▸ **GIVEN TASK**: Put the data, starting with the line that contains "In this exercise you will mark each instance of the seaweed" and going on through the end of the data, into a two-column CSV with the headers text and answer. Give each text and its answer one row, with each value in a single quoted field and any line breaks turned into spaces.

Recorded data
━━━━
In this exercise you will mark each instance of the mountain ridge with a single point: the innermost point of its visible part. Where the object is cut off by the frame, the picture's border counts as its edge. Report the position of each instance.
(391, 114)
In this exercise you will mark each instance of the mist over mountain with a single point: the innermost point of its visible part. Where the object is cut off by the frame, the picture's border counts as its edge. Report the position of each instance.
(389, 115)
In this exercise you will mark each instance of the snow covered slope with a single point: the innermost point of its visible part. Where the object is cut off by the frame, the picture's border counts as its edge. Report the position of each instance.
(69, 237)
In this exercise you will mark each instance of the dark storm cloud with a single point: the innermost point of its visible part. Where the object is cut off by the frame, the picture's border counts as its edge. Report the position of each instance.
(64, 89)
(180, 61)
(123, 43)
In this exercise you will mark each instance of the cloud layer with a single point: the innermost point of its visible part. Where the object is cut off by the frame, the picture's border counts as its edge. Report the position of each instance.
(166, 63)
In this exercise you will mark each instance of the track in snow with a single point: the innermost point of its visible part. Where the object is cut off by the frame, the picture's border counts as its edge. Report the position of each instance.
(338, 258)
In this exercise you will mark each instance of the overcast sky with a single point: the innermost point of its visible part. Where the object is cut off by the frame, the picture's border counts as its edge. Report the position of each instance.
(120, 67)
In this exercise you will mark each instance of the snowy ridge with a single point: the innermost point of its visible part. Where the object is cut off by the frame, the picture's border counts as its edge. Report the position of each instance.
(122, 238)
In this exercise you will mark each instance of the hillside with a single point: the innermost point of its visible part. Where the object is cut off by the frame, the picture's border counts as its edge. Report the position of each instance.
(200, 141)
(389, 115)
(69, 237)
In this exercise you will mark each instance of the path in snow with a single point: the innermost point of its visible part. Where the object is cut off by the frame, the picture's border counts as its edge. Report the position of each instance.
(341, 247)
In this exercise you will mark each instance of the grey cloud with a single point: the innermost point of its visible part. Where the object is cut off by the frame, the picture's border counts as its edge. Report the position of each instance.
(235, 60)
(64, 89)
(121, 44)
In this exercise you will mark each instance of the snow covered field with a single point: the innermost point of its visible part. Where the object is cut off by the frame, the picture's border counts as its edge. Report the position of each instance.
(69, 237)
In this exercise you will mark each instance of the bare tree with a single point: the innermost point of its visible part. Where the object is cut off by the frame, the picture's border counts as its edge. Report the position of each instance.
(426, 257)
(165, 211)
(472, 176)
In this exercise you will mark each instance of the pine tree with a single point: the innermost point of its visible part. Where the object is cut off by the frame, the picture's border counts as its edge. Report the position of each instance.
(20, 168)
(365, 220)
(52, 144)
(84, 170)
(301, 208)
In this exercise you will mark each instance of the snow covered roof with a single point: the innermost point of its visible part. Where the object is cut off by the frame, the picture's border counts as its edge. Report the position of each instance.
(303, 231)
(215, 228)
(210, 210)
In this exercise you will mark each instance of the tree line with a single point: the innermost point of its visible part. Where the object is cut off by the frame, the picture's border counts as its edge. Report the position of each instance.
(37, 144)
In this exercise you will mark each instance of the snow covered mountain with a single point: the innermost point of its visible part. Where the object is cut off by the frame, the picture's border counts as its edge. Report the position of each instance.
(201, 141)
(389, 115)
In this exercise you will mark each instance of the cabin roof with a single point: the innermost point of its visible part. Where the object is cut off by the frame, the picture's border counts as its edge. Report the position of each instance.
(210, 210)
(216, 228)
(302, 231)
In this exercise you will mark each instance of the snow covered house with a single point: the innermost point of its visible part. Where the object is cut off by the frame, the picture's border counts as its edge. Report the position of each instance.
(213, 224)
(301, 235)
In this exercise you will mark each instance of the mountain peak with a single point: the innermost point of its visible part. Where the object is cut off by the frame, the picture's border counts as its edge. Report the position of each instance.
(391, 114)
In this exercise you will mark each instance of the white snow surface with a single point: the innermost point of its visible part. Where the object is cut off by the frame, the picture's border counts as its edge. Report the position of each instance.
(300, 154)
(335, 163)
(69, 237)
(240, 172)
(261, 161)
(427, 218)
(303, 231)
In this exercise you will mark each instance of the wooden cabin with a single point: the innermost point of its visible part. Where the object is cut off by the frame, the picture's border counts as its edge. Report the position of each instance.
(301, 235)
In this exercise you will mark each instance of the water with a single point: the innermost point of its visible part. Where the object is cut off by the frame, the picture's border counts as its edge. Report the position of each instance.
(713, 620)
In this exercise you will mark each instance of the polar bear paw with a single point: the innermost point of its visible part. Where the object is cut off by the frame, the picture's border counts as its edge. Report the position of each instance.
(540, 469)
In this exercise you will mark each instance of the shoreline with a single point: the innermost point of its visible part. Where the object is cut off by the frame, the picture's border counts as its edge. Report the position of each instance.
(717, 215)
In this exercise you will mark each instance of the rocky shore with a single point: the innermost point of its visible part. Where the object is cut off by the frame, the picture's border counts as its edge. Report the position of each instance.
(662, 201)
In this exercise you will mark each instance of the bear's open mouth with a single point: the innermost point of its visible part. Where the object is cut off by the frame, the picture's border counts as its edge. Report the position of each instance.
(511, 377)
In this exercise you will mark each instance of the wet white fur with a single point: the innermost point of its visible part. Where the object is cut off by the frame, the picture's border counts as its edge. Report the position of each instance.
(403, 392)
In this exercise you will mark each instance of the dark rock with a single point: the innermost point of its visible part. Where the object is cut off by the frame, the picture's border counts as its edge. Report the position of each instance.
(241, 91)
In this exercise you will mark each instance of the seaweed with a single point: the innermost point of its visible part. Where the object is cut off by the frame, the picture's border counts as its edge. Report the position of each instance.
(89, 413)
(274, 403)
━━━━
▸ **RESULT FOR THIS EXERCISE**:
text,answer
"In this exercise you will mark each instance of the seaweed with a single point: the innermost point of its visible part. Where the object is cut off by the frame, the picture's border counts as its edge. Report the position of each instance.","(89, 413) (274, 403)"